§ **INSTRUCTIONS TO FOLLOW**
Each entry should be duplicated verbatim; its pictures should not be.

§ **MATERIAL FOR THIS TASK**
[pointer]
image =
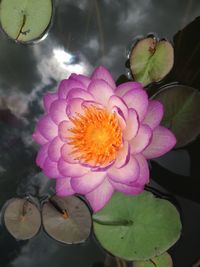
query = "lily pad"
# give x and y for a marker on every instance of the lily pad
(151, 60)
(22, 218)
(137, 227)
(163, 260)
(67, 219)
(25, 20)
(182, 112)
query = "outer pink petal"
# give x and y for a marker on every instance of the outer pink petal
(101, 91)
(80, 93)
(127, 174)
(132, 125)
(48, 99)
(67, 155)
(63, 187)
(138, 100)
(63, 130)
(100, 196)
(141, 140)
(50, 169)
(154, 114)
(144, 170)
(47, 127)
(123, 88)
(42, 155)
(117, 102)
(67, 85)
(74, 107)
(101, 73)
(71, 170)
(163, 141)
(38, 138)
(126, 189)
(88, 182)
(58, 111)
(54, 150)
(81, 78)
(123, 156)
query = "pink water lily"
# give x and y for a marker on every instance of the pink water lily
(96, 137)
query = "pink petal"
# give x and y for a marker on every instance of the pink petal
(54, 151)
(58, 111)
(127, 174)
(100, 196)
(144, 170)
(123, 156)
(138, 100)
(63, 130)
(163, 141)
(74, 107)
(50, 169)
(82, 79)
(47, 127)
(88, 182)
(117, 102)
(123, 88)
(71, 170)
(42, 155)
(101, 91)
(101, 73)
(141, 140)
(67, 85)
(38, 138)
(63, 187)
(126, 189)
(154, 114)
(67, 155)
(132, 125)
(48, 99)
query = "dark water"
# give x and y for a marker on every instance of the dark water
(84, 34)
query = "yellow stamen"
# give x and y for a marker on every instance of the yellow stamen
(96, 136)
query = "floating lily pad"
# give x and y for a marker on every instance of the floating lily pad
(151, 60)
(163, 260)
(137, 227)
(25, 20)
(182, 112)
(67, 219)
(22, 218)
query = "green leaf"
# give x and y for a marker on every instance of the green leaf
(182, 112)
(163, 260)
(67, 219)
(25, 20)
(22, 218)
(137, 227)
(151, 60)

§ **SOLUTION FOR THIS TASK**
[pointer]
image =
query = "lily pad"
# give x and y for a marker on every instance of the lily pad
(151, 60)
(22, 218)
(137, 227)
(163, 260)
(67, 219)
(25, 20)
(182, 112)
query = "outer pink petal"
# give x and y for a marker on every instance of the outer pink petal
(101, 91)
(80, 93)
(127, 174)
(132, 125)
(48, 99)
(67, 155)
(63, 187)
(138, 100)
(63, 130)
(100, 196)
(141, 140)
(50, 169)
(154, 114)
(144, 170)
(47, 127)
(123, 88)
(42, 155)
(117, 102)
(67, 85)
(74, 107)
(101, 73)
(71, 170)
(163, 141)
(38, 138)
(126, 189)
(88, 182)
(58, 111)
(54, 150)
(81, 78)
(123, 156)
query = "pink water lily"
# give x and y for a marker on every instance of the pink water lily
(96, 137)
query = "pink petal"
# give x and y for a marker on every instance of the pink petal
(54, 151)
(58, 111)
(127, 174)
(100, 196)
(144, 170)
(123, 156)
(138, 100)
(63, 130)
(163, 141)
(74, 107)
(50, 169)
(82, 79)
(47, 127)
(88, 182)
(117, 102)
(123, 88)
(71, 170)
(42, 155)
(101, 91)
(101, 73)
(141, 140)
(67, 85)
(38, 138)
(63, 187)
(126, 189)
(154, 114)
(67, 155)
(132, 125)
(48, 99)
query = "dark water"
# give x and y for a marker on every instance of the dark water
(84, 34)
query = "yellow stamen"
# give x and y for a marker on every instance of the yellow stamen
(96, 136)
query = "floating lily pad"
# give x and y for a marker on every instance of the floating lily pad
(151, 60)
(163, 260)
(137, 227)
(25, 20)
(182, 112)
(67, 219)
(22, 218)
query = "green leaf"
# give x and y for a marker on every instance of the green leaf
(182, 112)
(163, 260)
(67, 219)
(25, 20)
(22, 218)
(137, 227)
(151, 60)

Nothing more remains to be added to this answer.